→ GIVEN DATA
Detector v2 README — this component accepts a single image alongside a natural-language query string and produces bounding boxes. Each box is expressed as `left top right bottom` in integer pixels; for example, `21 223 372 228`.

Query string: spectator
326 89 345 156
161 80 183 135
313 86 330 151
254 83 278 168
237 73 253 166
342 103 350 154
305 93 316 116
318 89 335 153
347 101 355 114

→ GOAL OF THE EXERCISE
Write out each entry exactly, and omit nothing.

→ ANSWER SPACE
Detector v2 README — this component accepts a single image alongside a natural-language query string and produces bounding boxes. Each box is expressed as `left top right bottom` in integer pixels; for example, `21 223 372 228`.

Query string: spectator
326 89 345 156
161 80 183 135
313 86 330 151
254 83 278 168
237 73 253 166
342 103 350 154
305 93 316 116
318 89 335 153
347 101 355 114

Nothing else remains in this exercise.